==== Material provided ====
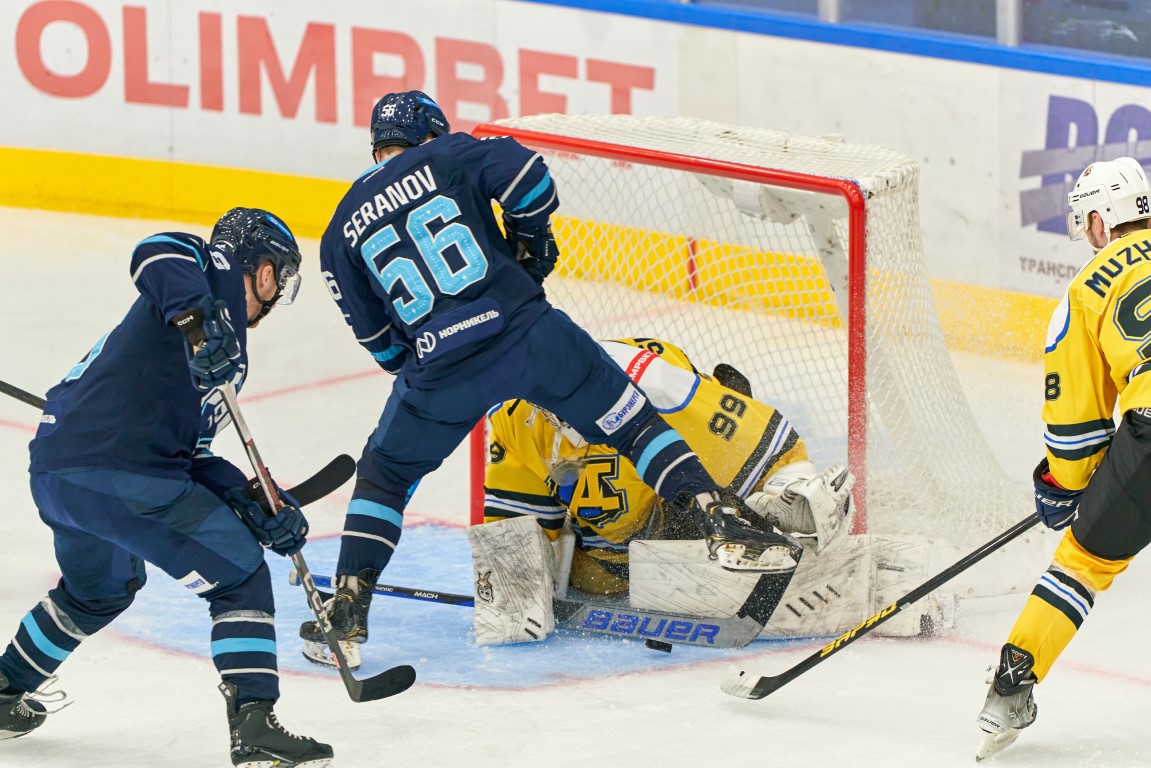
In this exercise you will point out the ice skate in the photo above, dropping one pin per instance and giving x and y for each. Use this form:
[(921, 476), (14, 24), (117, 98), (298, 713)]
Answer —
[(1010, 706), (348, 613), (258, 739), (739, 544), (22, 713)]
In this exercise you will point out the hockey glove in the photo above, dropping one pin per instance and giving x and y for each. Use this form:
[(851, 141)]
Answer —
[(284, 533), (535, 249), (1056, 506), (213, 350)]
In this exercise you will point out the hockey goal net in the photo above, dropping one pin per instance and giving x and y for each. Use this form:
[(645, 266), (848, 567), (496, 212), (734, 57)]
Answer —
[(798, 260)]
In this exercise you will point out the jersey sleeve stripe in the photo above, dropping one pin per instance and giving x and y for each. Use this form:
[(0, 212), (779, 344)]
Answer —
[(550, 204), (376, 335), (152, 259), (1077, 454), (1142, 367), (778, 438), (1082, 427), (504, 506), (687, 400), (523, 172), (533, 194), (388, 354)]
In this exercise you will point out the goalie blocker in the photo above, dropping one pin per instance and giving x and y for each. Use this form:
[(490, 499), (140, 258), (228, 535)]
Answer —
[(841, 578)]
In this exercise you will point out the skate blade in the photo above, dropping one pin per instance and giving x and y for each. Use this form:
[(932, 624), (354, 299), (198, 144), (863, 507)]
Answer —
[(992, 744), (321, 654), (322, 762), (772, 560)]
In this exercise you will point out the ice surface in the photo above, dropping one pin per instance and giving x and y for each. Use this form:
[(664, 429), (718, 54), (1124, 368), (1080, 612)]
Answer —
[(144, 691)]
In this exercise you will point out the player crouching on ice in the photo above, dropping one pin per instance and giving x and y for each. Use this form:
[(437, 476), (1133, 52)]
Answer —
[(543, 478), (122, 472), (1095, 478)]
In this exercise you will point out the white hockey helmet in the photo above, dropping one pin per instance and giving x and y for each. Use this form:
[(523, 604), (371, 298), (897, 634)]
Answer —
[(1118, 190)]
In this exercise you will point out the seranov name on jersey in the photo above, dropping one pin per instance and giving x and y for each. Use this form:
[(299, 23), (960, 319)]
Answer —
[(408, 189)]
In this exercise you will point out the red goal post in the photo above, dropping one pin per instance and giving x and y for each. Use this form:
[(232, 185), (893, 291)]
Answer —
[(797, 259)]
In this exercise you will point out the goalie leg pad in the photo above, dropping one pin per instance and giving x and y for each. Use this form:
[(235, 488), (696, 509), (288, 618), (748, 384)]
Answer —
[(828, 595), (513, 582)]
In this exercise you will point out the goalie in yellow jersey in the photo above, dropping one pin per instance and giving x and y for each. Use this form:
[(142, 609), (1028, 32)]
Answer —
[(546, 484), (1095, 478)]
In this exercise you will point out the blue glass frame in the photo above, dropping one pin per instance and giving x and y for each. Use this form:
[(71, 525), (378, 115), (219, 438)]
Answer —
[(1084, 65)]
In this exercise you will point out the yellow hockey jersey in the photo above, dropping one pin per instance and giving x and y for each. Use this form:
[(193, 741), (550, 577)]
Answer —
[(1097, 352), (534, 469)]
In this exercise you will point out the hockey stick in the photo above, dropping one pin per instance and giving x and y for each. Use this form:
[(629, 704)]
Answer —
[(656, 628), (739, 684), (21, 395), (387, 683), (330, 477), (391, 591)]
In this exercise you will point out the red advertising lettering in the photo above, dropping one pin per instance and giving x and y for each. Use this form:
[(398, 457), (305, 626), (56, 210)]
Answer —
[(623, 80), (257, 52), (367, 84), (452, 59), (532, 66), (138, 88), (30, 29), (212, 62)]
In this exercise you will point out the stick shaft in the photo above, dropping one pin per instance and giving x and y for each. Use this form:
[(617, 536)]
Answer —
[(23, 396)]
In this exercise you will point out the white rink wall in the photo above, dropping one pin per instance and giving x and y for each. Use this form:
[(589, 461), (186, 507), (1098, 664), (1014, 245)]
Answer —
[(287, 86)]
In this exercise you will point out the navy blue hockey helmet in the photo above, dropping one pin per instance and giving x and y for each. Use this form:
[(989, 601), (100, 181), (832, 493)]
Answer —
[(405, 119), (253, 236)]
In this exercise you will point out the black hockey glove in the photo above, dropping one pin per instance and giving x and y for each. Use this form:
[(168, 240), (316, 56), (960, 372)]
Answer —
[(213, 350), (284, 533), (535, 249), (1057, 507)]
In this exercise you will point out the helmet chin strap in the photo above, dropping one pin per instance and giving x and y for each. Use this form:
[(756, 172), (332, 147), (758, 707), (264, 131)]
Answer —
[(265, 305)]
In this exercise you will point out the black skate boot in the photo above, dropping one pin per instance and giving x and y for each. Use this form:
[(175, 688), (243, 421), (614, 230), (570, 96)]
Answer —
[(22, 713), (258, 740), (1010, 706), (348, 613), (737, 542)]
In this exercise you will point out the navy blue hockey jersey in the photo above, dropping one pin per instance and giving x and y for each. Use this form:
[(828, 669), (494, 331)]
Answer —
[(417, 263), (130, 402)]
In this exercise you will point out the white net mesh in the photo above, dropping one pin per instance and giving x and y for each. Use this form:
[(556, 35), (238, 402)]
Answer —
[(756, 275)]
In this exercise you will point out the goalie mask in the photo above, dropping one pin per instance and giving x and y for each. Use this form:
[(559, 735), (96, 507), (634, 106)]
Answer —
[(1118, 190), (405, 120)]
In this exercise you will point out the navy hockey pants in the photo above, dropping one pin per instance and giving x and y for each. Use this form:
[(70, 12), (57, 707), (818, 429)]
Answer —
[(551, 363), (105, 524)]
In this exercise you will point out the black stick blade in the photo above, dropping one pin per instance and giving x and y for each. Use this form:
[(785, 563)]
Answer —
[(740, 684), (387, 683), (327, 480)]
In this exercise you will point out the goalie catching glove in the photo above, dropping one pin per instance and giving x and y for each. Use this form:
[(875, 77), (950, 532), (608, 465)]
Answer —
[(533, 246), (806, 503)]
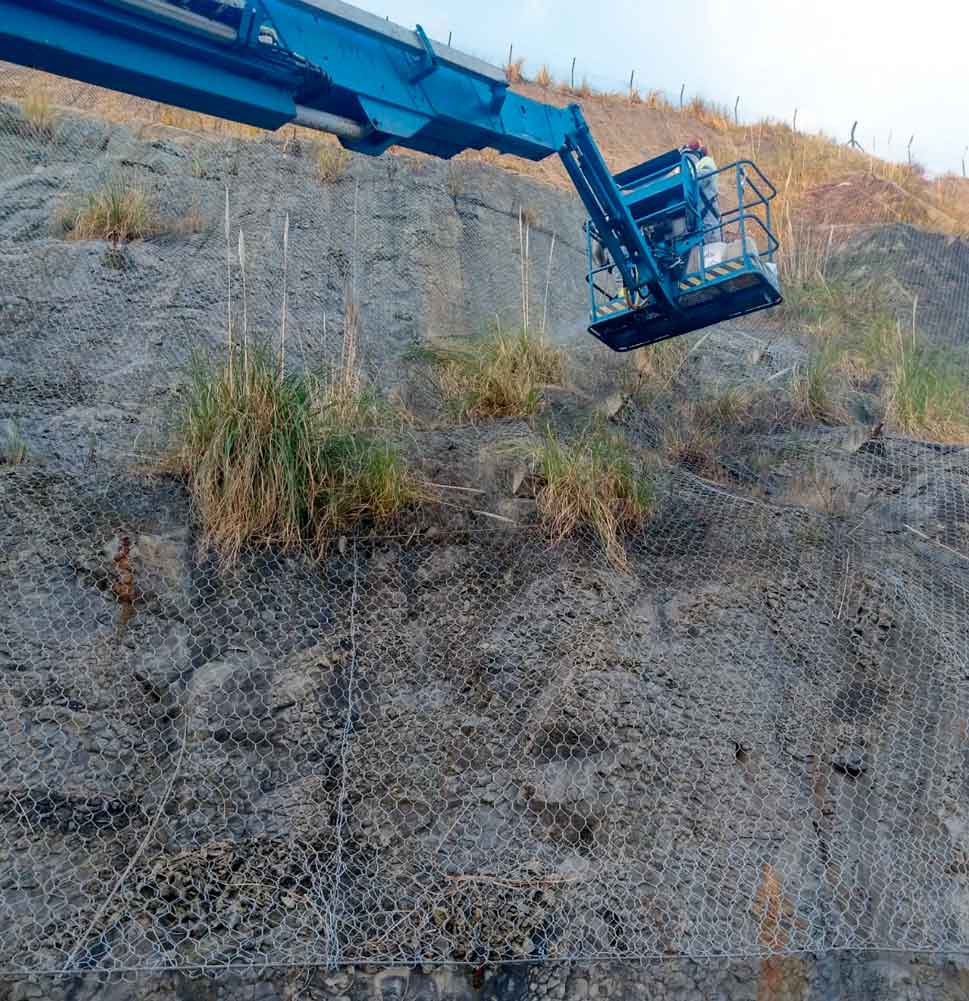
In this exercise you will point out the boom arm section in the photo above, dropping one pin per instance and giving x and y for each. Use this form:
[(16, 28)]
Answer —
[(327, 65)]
====
▶ What is being asked:
Copy every line of the records above word for word, omitting the pictures.

▶ Finished task:
In this exercise you will point out the ice skate in the photo above, dropping one pin per instance and giving x and y for each. Use this form:
[(921, 476), (14, 24), (117, 98), (298, 713)]
Answer —
[(1010, 706), (348, 613), (258, 739), (739, 544), (22, 713)]
In this exercise you will point out the hockey glove in the photo above, dropping one pin per instance and giving x and y for each. Use this form:
[(851, 141)]
Answer —
[(284, 533), (535, 249), (1056, 506), (213, 350)]
In this exercise you will point out the hockey goal net in the photo above, dropping one pin per instance and giving x and y for each. Use this form:
[(645, 266), (848, 567), (496, 212), (734, 57)]
Answer —
[(798, 260)]
In this exercise you will point out the jersey sleeve stripe in the photo above, dropping one pin per instance and giving x and y for each. Use this form:
[(0, 212), (779, 344)]
Answer —
[(550, 204), (376, 335), (152, 259), (1077, 454), (1142, 367), (778, 438), (1082, 427), (504, 506), (687, 400), (523, 172), (533, 194), (388, 354)]
In this exercise you will point out the goalie blocker in the photo above, dropping one pin per instance and giving x and y for each. Use this form:
[(490, 499), (140, 258), (228, 535)]
Answer —
[(841, 578)]
In this exercise you will point out the skate blade in the photo above, dropping one pin per instance and giving x and y for each. Use this form:
[(932, 624), (354, 299), (198, 144), (863, 507)]
Answer —
[(992, 744), (321, 654), (322, 762), (772, 560)]
In this exercise you will point out the ice surface in the photo above, dropping one pin per instance and giving x and y for each. Use this form:
[(664, 429), (718, 54), (1124, 368), (1080, 612)]
Answer —
[(144, 691)]
In this exercise you will point out the player crouching on ice in the photo above, dropping one pin per instance and giving x and y for each. Use this form:
[(437, 476), (1133, 52)]
Answer —
[(543, 478), (122, 472), (1095, 478)]
In this exercise you will point out the white hockey helmet in the photo above, dropping one pin per instance and giving x and y for each. Use this form:
[(523, 604), (371, 298), (897, 634)]
Answer —
[(1118, 190)]
In this exercise you will point out the seranov name on jersey in the photo above, dropping one pin per instance and giving x and y for each. Use this form:
[(299, 23), (960, 319)]
Answer —
[(408, 189)]
In this exercise you will point out the red goal post in the photo above, dropping one pin per instance and giving x and y for each. Use this form:
[(232, 185), (893, 291)]
Answer —
[(797, 259)]
In this exercise you will point out the goalie leg pad in the photo above, dropping one pin per instance and giving x and y for each. Use this form:
[(235, 488), (696, 509), (288, 618), (748, 384)]
Answer —
[(828, 595), (513, 582)]
In this exercise you will point out the goalie in yellow jersey in the photo above, dropping one pin per instance and giving x and y for each. Use this form:
[(142, 609), (1028, 32)]
Answer —
[(546, 484), (1095, 478)]
In this exercise you will point out the blue glass frame in the photo above, dropping one pin per instance and giving x and y for each. Use this form:
[(71, 525), (378, 115), (219, 438)]
Answer —
[(1084, 65)]
In this exercise you will point out the yellow hockey jersey in the photo above, dropping one pin per instance and giving x and y for each. Use this form:
[(193, 741), (550, 577)]
Answer —
[(1097, 352), (534, 469)]
In this exercise you will point out the hockey stick in the photo above, dropping one pin per instance and giving x and y for each. Use this form:
[(629, 704)]
Answer —
[(656, 628), (739, 684), (21, 395), (387, 683), (330, 477), (391, 591)]
In this exercise you will point out the red advertising lettering in the photo above, dropping one pin per instance and giving x and y for each. Use this form:
[(398, 457), (305, 626), (56, 210)]
Answer —
[(623, 80), (257, 52), (367, 84), (452, 59), (532, 66), (138, 88), (30, 29), (212, 62)]
In this exercise you will point out the stick shaft in the photo above, dropping one pin per instance and giving x and y for each. Use this form:
[(617, 536)]
Answer —
[(23, 396)]
In this exercise you will point out the white rink wall in the photo above, dropping one pin per instance and giving x and y for each. Use this form:
[(589, 461), (186, 507), (1098, 664), (1014, 245)]
Answer —
[(287, 86)]
In this exercise you will point out the navy blue hockey helmet in the photo above, dropping one pin per instance and giving x and y for each. Use this form:
[(989, 601), (100, 181), (832, 493)]
Answer —
[(405, 119), (253, 236)]
In this exercise you will point out the black hockey glove in the photo above, dropping one pin per instance and giving x and y for each. Use this form:
[(168, 240), (316, 56), (960, 372)]
Answer —
[(213, 350), (284, 533), (535, 249), (1057, 507)]
In this exercise you will point out the helmet chin strap in the photo above, dropping one pin per instance and giving x and y for each. Use this form:
[(756, 172), (332, 147), (758, 707), (264, 131)]
Answer —
[(265, 305)]
In this exercise you will point out the black skate boot in the photo above, dropping one pin per instance and giving x and y for each. Use this form:
[(175, 688), (243, 421), (614, 230), (570, 96)]
Answer —
[(22, 713), (258, 740), (1010, 706), (348, 613), (737, 542)]
In this exercise you will point out the navy blue hockey jersey in the photo above, dropping one pin per instance and giving x and y for each. Use this form:
[(828, 669), (494, 331)]
Answer —
[(417, 263), (130, 402)]
In this exercise you will point out the white net mesh in the photo above, dropping one pin per instance and giving x and y for each. Use this form:
[(556, 35), (238, 402)]
Answer —
[(756, 275)]
In this exercise you will point out the goalie mask in the photo above, dropping one pin per instance and giving x and y for each. Use this form:
[(559, 735), (96, 507), (634, 106)]
Answer —
[(1118, 190), (405, 120)]
In this exercise you will point out the navy hockey pants in the photo above, dropping one pin per instance and giving x and y for each. Use this form:
[(70, 12), (57, 707), (818, 429)]
Answer —
[(551, 363), (105, 524)]
In this exercise you will point out the black stick blade in the photo above, dropping one pin per instance and giving x and y for each. Use this form:
[(785, 563)]
Answer —
[(740, 684), (387, 683), (327, 480)]
In this exercise you will point out the goalie catching glove in the photo above, dropping one pin per instance and giving x and y for each. Use this form:
[(875, 77), (950, 532), (608, 465)]
Answer —
[(533, 246), (806, 503)]
In this exercise you will point out the boom arm section in the photo above, dropping one pin per instance and giving x and y for each. Use this form:
[(16, 28)]
Answer —
[(327, 65)]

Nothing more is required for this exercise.